*Exercise objective*.
The material is to be repeated exactly, from first line to last.

..............................

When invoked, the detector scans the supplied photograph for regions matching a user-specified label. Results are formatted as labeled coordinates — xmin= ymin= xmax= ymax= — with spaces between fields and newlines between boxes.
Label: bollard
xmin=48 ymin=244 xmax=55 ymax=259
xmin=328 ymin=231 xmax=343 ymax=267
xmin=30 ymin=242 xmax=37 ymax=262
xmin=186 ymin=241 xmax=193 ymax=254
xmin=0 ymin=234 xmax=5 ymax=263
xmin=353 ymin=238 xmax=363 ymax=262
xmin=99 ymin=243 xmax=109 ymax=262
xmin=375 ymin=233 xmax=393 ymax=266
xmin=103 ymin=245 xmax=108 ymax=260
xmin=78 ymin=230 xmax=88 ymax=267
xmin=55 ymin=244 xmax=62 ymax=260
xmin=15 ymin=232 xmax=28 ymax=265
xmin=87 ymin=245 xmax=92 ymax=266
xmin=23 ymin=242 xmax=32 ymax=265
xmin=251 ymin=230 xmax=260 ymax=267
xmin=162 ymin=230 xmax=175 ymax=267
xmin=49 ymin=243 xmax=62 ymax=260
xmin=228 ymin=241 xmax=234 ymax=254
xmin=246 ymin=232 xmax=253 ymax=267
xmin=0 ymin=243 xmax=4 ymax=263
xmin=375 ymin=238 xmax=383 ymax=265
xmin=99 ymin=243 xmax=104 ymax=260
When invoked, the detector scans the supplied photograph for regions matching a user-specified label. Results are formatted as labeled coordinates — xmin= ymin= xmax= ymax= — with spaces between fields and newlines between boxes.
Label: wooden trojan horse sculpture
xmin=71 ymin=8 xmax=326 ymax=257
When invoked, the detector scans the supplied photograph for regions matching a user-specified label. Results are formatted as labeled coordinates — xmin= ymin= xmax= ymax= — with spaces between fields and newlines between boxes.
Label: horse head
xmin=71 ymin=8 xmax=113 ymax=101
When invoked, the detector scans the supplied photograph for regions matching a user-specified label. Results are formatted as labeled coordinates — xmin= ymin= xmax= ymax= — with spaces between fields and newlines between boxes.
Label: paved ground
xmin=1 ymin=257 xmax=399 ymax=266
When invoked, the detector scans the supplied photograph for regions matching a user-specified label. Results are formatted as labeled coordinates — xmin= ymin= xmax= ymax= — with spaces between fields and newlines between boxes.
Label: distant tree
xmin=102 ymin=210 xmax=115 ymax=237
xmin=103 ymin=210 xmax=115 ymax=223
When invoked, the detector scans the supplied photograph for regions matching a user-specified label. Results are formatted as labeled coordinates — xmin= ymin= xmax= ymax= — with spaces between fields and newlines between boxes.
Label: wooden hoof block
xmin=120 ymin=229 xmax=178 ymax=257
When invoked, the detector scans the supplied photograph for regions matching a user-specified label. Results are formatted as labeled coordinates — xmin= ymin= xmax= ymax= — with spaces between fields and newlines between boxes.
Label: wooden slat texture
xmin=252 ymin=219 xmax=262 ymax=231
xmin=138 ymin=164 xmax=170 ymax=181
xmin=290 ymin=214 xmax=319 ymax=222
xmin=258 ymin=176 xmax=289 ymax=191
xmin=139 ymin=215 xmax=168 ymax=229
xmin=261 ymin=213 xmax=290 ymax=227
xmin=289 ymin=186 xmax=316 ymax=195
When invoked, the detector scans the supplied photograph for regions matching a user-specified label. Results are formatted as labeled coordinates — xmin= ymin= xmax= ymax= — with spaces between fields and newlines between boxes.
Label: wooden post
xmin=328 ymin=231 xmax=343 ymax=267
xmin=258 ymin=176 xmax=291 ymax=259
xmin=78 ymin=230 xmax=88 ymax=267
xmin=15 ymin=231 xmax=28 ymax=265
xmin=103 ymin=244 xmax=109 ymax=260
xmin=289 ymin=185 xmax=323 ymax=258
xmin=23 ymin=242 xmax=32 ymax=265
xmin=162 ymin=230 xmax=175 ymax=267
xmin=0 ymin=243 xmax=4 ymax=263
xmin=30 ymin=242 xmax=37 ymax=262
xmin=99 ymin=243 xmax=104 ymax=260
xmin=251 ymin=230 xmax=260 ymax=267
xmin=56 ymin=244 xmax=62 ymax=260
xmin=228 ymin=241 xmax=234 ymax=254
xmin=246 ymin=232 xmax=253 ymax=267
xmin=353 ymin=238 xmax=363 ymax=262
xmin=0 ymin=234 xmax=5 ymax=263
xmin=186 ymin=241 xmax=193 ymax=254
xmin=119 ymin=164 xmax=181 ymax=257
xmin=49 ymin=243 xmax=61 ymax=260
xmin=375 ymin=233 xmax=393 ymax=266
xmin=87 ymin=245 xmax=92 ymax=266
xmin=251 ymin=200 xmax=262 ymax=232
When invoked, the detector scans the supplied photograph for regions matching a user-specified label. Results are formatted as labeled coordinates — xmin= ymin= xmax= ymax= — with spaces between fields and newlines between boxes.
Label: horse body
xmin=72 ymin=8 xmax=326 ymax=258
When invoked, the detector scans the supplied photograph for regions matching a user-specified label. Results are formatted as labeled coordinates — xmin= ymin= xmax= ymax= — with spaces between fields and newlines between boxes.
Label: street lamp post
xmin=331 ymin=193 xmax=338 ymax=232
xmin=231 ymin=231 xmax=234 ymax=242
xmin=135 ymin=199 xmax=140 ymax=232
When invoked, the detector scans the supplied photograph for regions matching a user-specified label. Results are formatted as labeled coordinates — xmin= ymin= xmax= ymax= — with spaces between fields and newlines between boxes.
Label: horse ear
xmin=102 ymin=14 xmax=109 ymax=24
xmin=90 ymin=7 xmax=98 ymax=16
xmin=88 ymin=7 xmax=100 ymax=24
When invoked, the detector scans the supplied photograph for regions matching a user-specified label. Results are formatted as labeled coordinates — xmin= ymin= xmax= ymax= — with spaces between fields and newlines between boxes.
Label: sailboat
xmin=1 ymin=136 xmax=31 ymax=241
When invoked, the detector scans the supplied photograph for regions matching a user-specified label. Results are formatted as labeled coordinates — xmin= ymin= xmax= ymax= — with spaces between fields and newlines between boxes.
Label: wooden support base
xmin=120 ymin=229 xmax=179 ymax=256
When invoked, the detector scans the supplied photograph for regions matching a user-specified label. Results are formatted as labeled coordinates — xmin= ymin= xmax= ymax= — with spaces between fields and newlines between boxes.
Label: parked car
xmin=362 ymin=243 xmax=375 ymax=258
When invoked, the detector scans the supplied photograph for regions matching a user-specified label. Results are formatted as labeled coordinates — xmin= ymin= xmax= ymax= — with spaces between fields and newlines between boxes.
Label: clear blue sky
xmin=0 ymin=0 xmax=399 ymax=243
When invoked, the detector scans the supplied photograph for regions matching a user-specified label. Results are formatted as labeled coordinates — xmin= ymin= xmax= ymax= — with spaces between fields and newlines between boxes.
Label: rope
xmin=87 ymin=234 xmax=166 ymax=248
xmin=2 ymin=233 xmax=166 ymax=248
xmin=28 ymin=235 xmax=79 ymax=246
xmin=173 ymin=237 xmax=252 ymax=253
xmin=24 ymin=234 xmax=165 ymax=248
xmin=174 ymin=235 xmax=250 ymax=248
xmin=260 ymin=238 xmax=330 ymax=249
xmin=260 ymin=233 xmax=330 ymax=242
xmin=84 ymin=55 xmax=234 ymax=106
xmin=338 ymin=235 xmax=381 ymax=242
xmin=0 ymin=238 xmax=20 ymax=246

..............................

*Response to this task*.
When invoked, the detector scans the supplied photograph for regions matching a user-specified label. Results are formatted as labeled coordinates — xmin= ymin= xmax= ymax= — with spaces between fields and newlines between boxes.
Label: bollard
xmin=48 ymin=244 xmax=55 ymax=259
xmin=328 ymin=231 xmax=343 ymax=267
xmin=30 ymin=242 xmax=37 ymax=262
xmin=186 ymin=241 xmax=193 ymax=254
xmin=0 ymin=234 xmax=5 ymax=263
xmin=353 ymin=238 xmax=363 ymax=262
xmin=99 ymin=243 xmax=109 ymax=262
xmin=375 ymin=233 xmax=393 ymax=266
xmin=103 ymin=245 xmax=108 ymax=260
xmin=78 ymin=230 xmax=88 ymax=267
xmin=55 ymin=244 xmax=62 ymax=260
xmin=15 ymin=232 xmax=28 ymax=265
xmin=87 ymin=245 xmax=92 ymax=266
xmin=23 ymin=242 xmax=32 ymax=265
xmin=251 ymin=230 xmax=260 ymax=267
xmin=162 ymin=230 xmax=175 ymax=267
xmin=49 ymin=243 xmax=62 ymax=260
xmin=228 ymin=241 xmax=234 ymax=254
xmin=246 ymin=232 xmax=253 ymax=267
xmin=0 ymin=243 xmax=4 ymax=263
xmin=375 ymin=238 xmax=383 ymax=265
xmin=99 ymin=243 xmax=104 ymax=260
When invoked, the detector scans the supplied photograph for regions matching a user-specified label. Results are formatted as labeled coordinates — xmin= ymin= xmax= ymax= — with spaces between fields and newlines between boxes.
Label: wooden trojan horse sculpture
xmin=71 ymin=8 xmax=326 ymax=257
When invoked, the detector scans the supplied photograph for regions matching a user-specified label. Results are formatted as labeled coordinates — xmin= ymin= xmax= ymax= — with spaces between fields and newlines between boxes.
Label: horse head
xmin=71 ymin=8 xmax=113 ymax=101
When invoked, the detector scans the supplied photograph for regions matching a user-specified label. Results are formatted as labeled coordinates — xmin= ymin= xmax= ymax= — with spaces between fields and newlines between boxes.
Label: paved ground
xmin=1 ymin=257 xmax=399 ymax=266
When invoked, the detector scans the supplied photograph for regions matching a user-specified label. Results are formatted as labeled coordinates — xmin= ymin= xmax= ymax= — with spaces between fields and newlines between boxes.
Label: distant tree
xmin=102 ymin=210 xmax=115 ymax=237
xmin=103 ymin=210 xmax=115 ymax=223
When invoked, the detector scans the supplied photograph for regions matching a user-specified label. Results are formatted as labeled coordinates — xmin= ymin= xmax= ymax= — with spaces between fields and newlines between boxes.
Label: wooden hoof block
xmin=120 ymin=229 xmax=178 ymax=257
When invoked, the detector scans the supplied photograph for regions matching a user-specified label. Results are formatted as labeled coordinates — xmin= ymin= xmax= ymax= — with spaces between fields and newlines between boxes.
Label: wooden slat texture
xmin=252 ymin=219 xmax=262 ymax=231
xmin=138 ymin=164 xmax=170 ymax=181
xmin=290 ymin=214 xmax=319 ymax=222
xmin=258 ymin=176 xmax=289 ymax=191
xmin=139 ymin=215 xmax=168 ymax=229
xmin=261 ymin=213 xmax=290 ymax=227
xmin=289 ymin=186 xmax=316 ymax=195
When invoked, the detector scans the supplied photograph for regions matching a user-specified label. Results are formatted as labeled coordinates — xmin= ymin= xmax= ymax= — with spaces between fields and newlines between boxes.
Label: wooden post
xmin=328 ymin=231 xmax=343 ymax=267
xmin=258 ymin=176 xmax=291 ymax=259
xmin=78 ymin=230 xmax=88 ymax=267
xmin=15 ymin=231 xmax=28 ymax=265
xmin=103 ymin=244 xmax=109 ymax=260
xmin=289 ymin=185 xmax=323 ymax=258
xmin=23 ymin=242 xmax=32 ymax=265
xmin=162 ymin=230 xmax=175 ymax=267
xmin=0 ymin=243 xmax=4 ymax=263
xmin=30 ymin=242 xmax=37 ymax=262
xmin=99 ymin=243 xmax=104 ymax=260
xmin=251 ymin=230 xmax=260 ymax=267
xmin=56 ymin=244 xmax=62 ymax=260
xmin=228 ymin=241 xmax=234 ymax=254
xmin=246 ymin=232 xmax=253 ymax=267
xmin=353 ymin=238 xmax=363 ymax=262
xmin=0 ymin=234 xmax=5 ymax=263
xmin=186 ymin=241 xmax=193 ymax=254
xmin=119 ymin=164 xmax=181 ymax=257
xmin=49 ymin=243 xmax=61 ymax=260
xmin=375 ymin=233 xmax=393 ymax=266
xmin=87 ymin=245 xmax=92 ymax=266
xmin=251 ymin=200 xmax=262 ymax=232
When invoked, the detector scans the supplied photograph for regions matching a user-specified label. Results are formatted as labeled coordinates — xmin= ymin= xmax= ymax= — with spaces between fields and newlines between boxes.
Label: horse body
xmin=72 ymin=8 xmax=326 ymax=258
When invoked, the detector scans the supplied photograph for regions matching a user-specified label. Results are formatted as labeled coordinates — xmin= ymin= xmax= ymax= — with spaces between fields and newlines between boxes.
Label: street lamp post
xmin=331 ymin=193 xmax=338 ymax=232
xmin=231 ymin=231 xmax=234 ymax=242
xmin=135 ymin=199 xmax=140 ymax=232
When invoked, the detector scans the supplied photograph for regions matching a user-specified label. Results are formatted as labeled coordinates — xmin= ymin= xmax= ymax= — with spaces between fields and newlines between boxes.
Label: horse ear
xmin=102 ymin=14 xmax=109 ymax=24
xmin=90 ymin=7 xmax=98 ymax=16
xmin=88 ymin=7 xmax=100 ymax=24
When invoked, the detector scans the supplied photograph for regions matching a user-specified label. Results are formatted as labeled coordinates — xmin= ymin= xmax= ymax= — with spaces between fields and newlines between boxes.
Label: sailboat
xmin=1 ymin=136 xmax=31 ymax=241
When invoked, the detector scans the supplied photograph for regions matching a user-specified label. Results are formatted as labeled coordinates — xmin= ymin= xmax= ymax= — with spaces between fields and newlines between boxes.
Label: wooden support base
xmin=120 ymin=229 xmax=179 ymax=256
When invoked, the detector scans the supplied photograph for regions matching a user-specified label. Results are formatted as labeled coordinates — xmin= ymin= xmax= ymax= — with spaces between fields and newlines between boxes.
Label: parked car
xmin=362 ymin=243 xmax=375 ymax=258
When invoked, the detector scans the supplied photograph for regions matching a user-specified label. Results are formatted as labeled coordinates — xmin= ymin= xmax= ymax= — with spaces between fields and newlines between boxes.
Label: clear blue sky
xmin=0 ymin=0 xmax=399 ymax=243
When invoked, the detector scans the supplied photograph for regions matching a user-specified label. Results are formatted as labeled coordinates — xmin= ymin= xmax= ymax= — with spaces between fields and newlines between boxes.
Label: rope
xmin=87 ymin=234 xmax=166 ymax=248
xmin=2 ymin=233 xmax=166 ymax=248
xmin=28 ymin=235 xmax=79 ymax=246
xmin=173 ymin=237 xmax=252 ymax=253
xmin=24 ymin=234 xmax=165 ymax=248
xmin=174 ymin=235 xmax=250 ymax=248
xmin=260 ymin=238 xmax=330 ymax=249
xmin=260 ymin=233 xmax=330 ymax=242
xmin=84 ymin=55 xmax=234 ymax=106
xmin=338 ymin=235 xmax=381 ymax=242
xmin=0 ymin=238 xmax=20 ymax=246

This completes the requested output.